Trecho do documento:
Em junho do ano passado, o Plenário do Supremo Tribunal Federal julgou procedente a ADI 5755, proposta pelo PDT para declarar a inconstitucionalidade material do art. 2º, caput e §1º, da Lei 13.463/2017.
O dispositivo mencionado determinava o cancelamento dos precatórios e das requisições de pequeno valor (RPVs) referentes aos montantes que estivessem depositados há mais de 02 anos em instituição bancária oficial. Após o cancelamento, proceder-se-ia com a devolução (transferência) imediata destes recursos para a conta única do Tesouro Nacional.
Diante deste cenário, litigantes e advogados em todo território nacional sofreram, injustamente, prejuízos advindos dos cancelamentos. Afinal, na maioria dos casos, a pendência para levantamento dos valores depositados dependia única e exclusivamente de provimentos judiciais. Ou seja, as partes interessadas nos levantamentos dos valores estavam, novamente, reféns da morosidade do judiciário.
Foi neste sentido que a ADI 5755 apontou diversas violações constitucionais, dentre elas o fato de que jamais caberia ao legislativo estabelecer uma nova condição, como prazo de validade, para o pagamento de precatórios. Outrossim, caso o legislador tivesse o interesse em fixar prazo máximo para levantamento de valores depositados, só o poderia fazer mediante edição de Emenda Constitucional – afinal, trata-se de alteração substancial na Carta Magna.
Frisa-se, sobretudo, que a aplicação do art. 2º, caput e §1º, da Lei 13.463/2017 caracterizava diretamente uma violação ao direito subjetivo outrora assegurado as partes interessadas por meio de sentenças transitadas em julgado, representando, assim, clara afronta à segurança jurídica, à garantia da coisa julgada e ao devido processo legal.
Pois bem, agora (26.05.2023), quase um ano após o julgamento de mérito da ADI, foram julgados os Embargos de Declaração opostos pela Advocacia Geral da União (AGU).
Nos embargos de declaração, a AGU requereu a modulação temporal dos efeitos da decisão, argumentando, em síntese, que a restituição dos valores cancelados e não recompostos entre o início da vigência da Lei 13.463/2017 (em 06.07.2017) e a publicação da ata de julgamento do plenário poderia comprometer a segurança orçamentária das políticas públicas em andamento.

Informações apresentadas:
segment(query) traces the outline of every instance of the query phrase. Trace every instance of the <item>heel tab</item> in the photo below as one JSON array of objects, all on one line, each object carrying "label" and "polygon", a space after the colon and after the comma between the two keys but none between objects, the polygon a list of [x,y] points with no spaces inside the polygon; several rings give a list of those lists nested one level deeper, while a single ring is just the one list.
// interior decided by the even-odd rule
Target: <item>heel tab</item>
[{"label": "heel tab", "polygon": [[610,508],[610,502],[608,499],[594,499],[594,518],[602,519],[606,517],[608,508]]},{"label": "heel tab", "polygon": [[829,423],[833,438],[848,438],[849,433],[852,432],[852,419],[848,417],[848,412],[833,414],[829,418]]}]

Partes do exercício:
(1) Diga se cada afirmação concorda com o texto sobre a ADI 5755, respondendo sim ou não e citando as palavras decisivas do texto: (a) a ADI 5755 foi proposta pela AGU; (b) o dispositivo determinava o cancelamento de valores depositados há mais de 02 anos; (c) os embargos de declaração foram julgados em 26.05.2023.
(2) Prossiga com o texto sobre a ADI 5755 a partir da última frase apresentada.
As linhas não são necessárias para resolver o exercício.

Respostas dos exercícios:
(1)
(a) Não: "proposta pelo PDT".
(b) Sim: "referentes aos montantes que estivessem depositados há mais de 02 anos em instituição bancária oficial".
(c) Sim: "agora (26.05.2023), quase um ano após o julgamento de mérito da ADI, foram julgados os Embargos de Declaração".

(2)
Vale destacar que, segundo a AGU, o valor acumulado a ser recomposto chegaria a R$ 15,2 bilhões.
Ao analisar os referidos embargos, a relatora ministra Rosa Weber decidiu por modular os efeitos. Destacando que, por questões de segurança jurídica orçamentária e de interesse público excepcional, a decisão somente deveria produzir efeitos a partir da publicação da ata de julgamento do mérito da ADI. Além disso, a ministra reconheceu que a reativação imediata de requisitórios representaria um estado de instabilidade incompatível com o Estado de Direito.
Portanto, os requisitórios anteriormente cancelados não seriam imediatamente reativados, apenas aqueles que foram alvo de cancelamento após a data de publicação da ata de julgamento de mérito da ADI, qual seja 06.07.2022.
Contudo, restou pacificado que jamais caberia o cancelamento, pelas instituições financeiras, de precatórios e Requisições de Pequeno Valor (RPV) federais não resgatados no prazo de dois anos, tampouco a devolução automática dos valores para a conta do Tesouro Nacional.
Segundo a ministra, “não cabia ao legislador estabelecer uma forma de cancelamento automático realizado diretamente pela instituição financeira sem ouvir previamente a parte interessada”.
O voto da ministra Rosa Weber foi seguido pelos ministros Dias Toffoli, Alexandre de Moraes, Edson Fachin, Cármen Lúcia e Ricardo Lewandowski.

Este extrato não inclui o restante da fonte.